- **SOURCE PASSAGE**:
----

Hi Ian,
In the toy 2 particle universe you describe, only the following information can exist (from the point of view of each object):
1. Categories of information (about "itself" and the other object) e.g. mass or a more fundamental category of information;
2. Information interrelationships;
3. Quantity information associated with the information categories.
A physicist could represent this information and these information relationships with law-of-nature mathematical-type equations; and the quantities would be represented by numbers.
It's clear that reality utilizes "categories of information" like mass, momentum, charge etc. And some of these categories are not fundamental, but are in effect built out of relationships between existing, more fundamental, information categories. Seemingly, at least one information category must be considered to be a "first principle" of reality.
Similarly, it is clear that reality utilizes information interrelationships. We attempt to represent such interrelationships with symbols like "= + x", and at least some of these interrelationships must also be considered to be "first principles" of reality.
When it comes to quantity, which we represent with numbers, we must also assume that there is an underlying simplicity. "Quantity" describes something that really exists in fundamental reality.
But the objects in fundamental reality can make no distinctions relating to number of objects: there can potentially only be distinctions made relating to quantity. The reason for this is made clear by mathematician Louis H. Kauffman's article "What is a Number?":
"Two classes are said to be similar if there is a one-to-one correspondence between the members of the one class and the members of the other class. . . [But] How do you know to take a given form as foreground against which to make the comparisons?. . . None of these questions can be addressed by a formal system alone. The ability [to] perform the relations indicated by these questions is a prerequisite to being able to make any formal system at all."
Correspondence and comparison are complex many-step operations: clearly there can be no such ur-counting behind-the-scenes at the level of fundamental reality. Classes and sets have a hidden underlying complexity: sets have a complicated underlying infrastructure of axioms, defined symbols, defined equivalence relations, ordering etc. If one assumes that some sort of simplicity underlies physical reality, one must conclude that the quantities found to exist in fundamental physical reality cannot be modelled by the sets that represent the properties of number systems.
On the other hand, a number seen as a ratio seems to be possible for fundamental reality. To give another toy example: assuming a toy law-of-nature relationship could be represented as "a+bc =d", then a (rational) number relationship could be represented as "(a+a+a)/a" . I'm saying that the substance of the reality underlying quantity could be as simple as the reality underlying laws-of-nature.
(I attempt to explain in my essay how the complex numbers, algebraic irrational numbers, and non-algebraic numbers found in nature might be seen in the light of the above way of looking at numbers.)
Cheers,
Lorraine

----

- **DATA ROWS**:
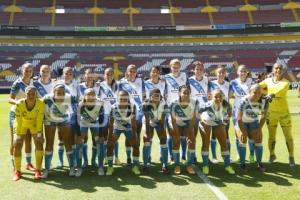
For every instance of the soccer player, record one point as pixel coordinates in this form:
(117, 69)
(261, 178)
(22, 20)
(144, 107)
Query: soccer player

----

Answer these about the forum post:
1. Who wrote the article "What is a Number?"?
2. Which symbols does the post give for representing information interrelationships?
3. What toy law-of-nature relationship appears in the post?
Answer from the forum post only, not from the items.

- **ANSWER TO THIS EXERCISE**:
1. Mathematician Louis H. Kauffman.
2. "= + x"
3. "a+bc =d"